_TEXTO PROPORCIONADO_.
------------------------------

Este es el título con el que los describió Vance Packard en su libro del mismo título. Los redactores publicitarios nacieron en EEUU tras la segunda guerra mundial bajo un nombre que luego se extendería por todo el mundo: copywriters.
Los más brillantes pasaron a la historia porque la mayoría de ellos fundaron sus propias agencias y, todavía hoy, sus nombres siguen impresos en la puerta de las mismas.
Lo que aquellos copys crearon fue un oficio. Un oficio artesanal con sus reglas y sus trucos que se fueron depurando a través del tiempo. Por supuesto, cada anuncio debía tener su propia personalidad, pero algunas reglas se respetaban casi siempre.
En la publicidad gráfica, que era la más utilizada entonces, la inmensa mayoría de los anuncios se componían de cuatro partes: el titular, la imagen, el cuerpo de texto, y el eslogan.
Los mejores titulares eran los que conseguían llamar la atención por sí mismos o por su relación con la imagen. Apoyándola, contradiciéndola o aclarándola, según cada caso. Por ejemplo, el caso del whisky Chivas, que mucha gente entonces opinaba que se tenía en casa tan sólo para presumir, quiso cambiar esa percepción con un anuncio que mostraba su botella completamente vacía con el siguiente titular: «Si usted cree que este whisky se compra por su botella, intente vender esta».
Otro caso célebre de aquella época fue el de la campaña contra la Asociación del rifle. Esta asociación invirtió mucho dinero para apoyar el derecho de los americanos a comprar armas. Los que estaban en contra de dicho derecho contaban con muy poco presupuesto, así que tan sólo pudieron hacer un cartel.
Pero se lo encargaron a un famoso copywriter que incluyó en el mismo la foto de una pistola apuntando a la cámara (es decir, a la persona que miraba el anuncio) con el siguiente titular: «Ok, Asociación del rifle, ahora míralo desde nuestro punto de vista».

------------------------------

_LÍNEAS DE DATOS_.
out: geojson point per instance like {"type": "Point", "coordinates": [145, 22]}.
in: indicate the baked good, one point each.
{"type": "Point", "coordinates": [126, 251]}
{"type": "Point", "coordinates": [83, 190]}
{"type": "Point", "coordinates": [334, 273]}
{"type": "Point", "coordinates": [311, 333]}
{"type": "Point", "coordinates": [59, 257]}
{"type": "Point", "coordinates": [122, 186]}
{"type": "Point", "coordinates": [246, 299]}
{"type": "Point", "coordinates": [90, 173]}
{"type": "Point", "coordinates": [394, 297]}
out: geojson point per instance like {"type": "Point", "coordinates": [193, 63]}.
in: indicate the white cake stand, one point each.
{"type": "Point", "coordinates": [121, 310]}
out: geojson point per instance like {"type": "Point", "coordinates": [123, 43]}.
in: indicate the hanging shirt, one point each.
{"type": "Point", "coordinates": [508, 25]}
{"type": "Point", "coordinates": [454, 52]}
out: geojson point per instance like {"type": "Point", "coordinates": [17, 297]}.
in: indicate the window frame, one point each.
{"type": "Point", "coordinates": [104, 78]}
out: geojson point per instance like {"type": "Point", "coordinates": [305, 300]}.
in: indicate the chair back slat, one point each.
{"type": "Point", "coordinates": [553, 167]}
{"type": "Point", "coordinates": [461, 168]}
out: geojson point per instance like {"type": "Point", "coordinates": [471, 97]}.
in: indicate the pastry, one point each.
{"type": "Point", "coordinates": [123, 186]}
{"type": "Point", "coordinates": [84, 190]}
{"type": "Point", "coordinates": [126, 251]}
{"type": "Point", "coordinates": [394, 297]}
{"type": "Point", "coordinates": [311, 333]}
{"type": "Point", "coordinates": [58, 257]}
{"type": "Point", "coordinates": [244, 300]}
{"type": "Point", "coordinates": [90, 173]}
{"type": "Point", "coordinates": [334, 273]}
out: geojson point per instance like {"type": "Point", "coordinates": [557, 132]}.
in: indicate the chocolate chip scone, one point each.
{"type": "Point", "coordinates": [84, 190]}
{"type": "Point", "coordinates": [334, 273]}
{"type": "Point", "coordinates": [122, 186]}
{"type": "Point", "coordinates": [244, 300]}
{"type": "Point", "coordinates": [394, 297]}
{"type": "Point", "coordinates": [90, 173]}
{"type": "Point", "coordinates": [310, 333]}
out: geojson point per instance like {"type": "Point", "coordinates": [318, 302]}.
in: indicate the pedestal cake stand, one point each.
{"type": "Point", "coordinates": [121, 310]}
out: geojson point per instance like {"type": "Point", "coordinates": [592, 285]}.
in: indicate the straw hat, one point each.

------------------------------

_OBJETIVOS_.
**1.** ¿Puedes resumir en dos oraciones el texto sobre los redactores publicitarios?
**2.** ¿Puedes continuar el texto sobre los redactores publicitarios desde donde se detiene?

_RESPUESTAS POR TAREA_.
**1.** Los copywriters nacieron en EE. UU. tras la Segunda Guerra Mundial y crearon un oficio artesanal con reglas y trucos, en el que la inmensa mayoría de los anuncios gráficos se componían de titular, imagen, cuerpo de texto y eslogan. Los mejores titulares llamaban la atención por sí mismos o por su relación con la imagen, como en el anuncio de Chivas con la botella vacía o en el cartel contra la Asociación del rifle con una pistola apuntando a la cámara.

**2.**
La construcción del cuerpo de texto (o bodycopy) era también todo un arte, pues su redacción exigía enganchar al consumidor desde la primera línea e impedir que dejara de leer hasta el final del mismo. Un ejercicio de síntesis y persuasión, todo en uno.
Y finalmente el eslogan. La frase final, el cierre, cuyo objetivo era dejar un último mensaje a modo de moraleja, pero que al mismo tiempo fuera lo suficientemente memorable como para que ayudara a retener el nombre de la marca y su principal atributo.
Todo esto puede sonar ahora muy anticuado, pero lo cierto es que aquellos redactores de anuncios fueron los que crearon la base de toda la redacción publicitaria que se sigue utilizando hoy en día, incluida la de las redes sociales.
Hace muchos años, un joven copywriter escribió en una especie de poema sobre la redacción de aquellos anuncios. Fue su forma de contar las reglas del juego intentando, al mismo tiempo ponerlas en práctica:
El titular es reclamo.
El eslogan reclama.
El titular quiere que vengas.
El eslogan, que no te vayas.
El titular detiene.
El eslogan retiene.
Es un baile.
Una danza.
Una historia de amor.
El titular destaca.
El eslogan ataca.
El titular admira.
El slogan te mira.
Y en el medio
el remedio.
El texto pretexto.
La coartada animada.
El discurso recurso.
Ese es el juego.
Cogerte por fuerte.
Sujetarte por arte.
Cada uno en su estilo.
Inteligentes o inteligibles.
Juguetones.
Traviesos o aviesos.
Transgresores.
Lo que cuenta es la Cuenta.
El ser es vender.
Conviene recordarlo.
Conviene olvidarlo.
Ese es el drama
del redactor.
Corazón con neuronas.
Corazón con razón.
Toda una vida escribiendo
sin ser jamás escritor.
Todo un silencio escuchando
detrás del televisor.
Cada anuncio un pronuncio.
Un grito de auxilio
al consumidor.
Cada anuncio un renuncio.
Algo que calla
el rotulador.
Lo que cuenta es el ritmo.
La comba.
La flauta de Hamelin.
Lo que cuenta es la forma.
El decir del decir.
(Diecinueve encontró Cyrano en
una sola nariz).
Lo que cuenta es cogerte.
Por fuerte.
Sujetarte.
Por arte.
Pues si llegaste
hasta esto,
hice un texto.
Si te cansaste,
si te aburrí,
no hay textura.
Ni color.
Ni tan siquiera
buena pluma
de redactor.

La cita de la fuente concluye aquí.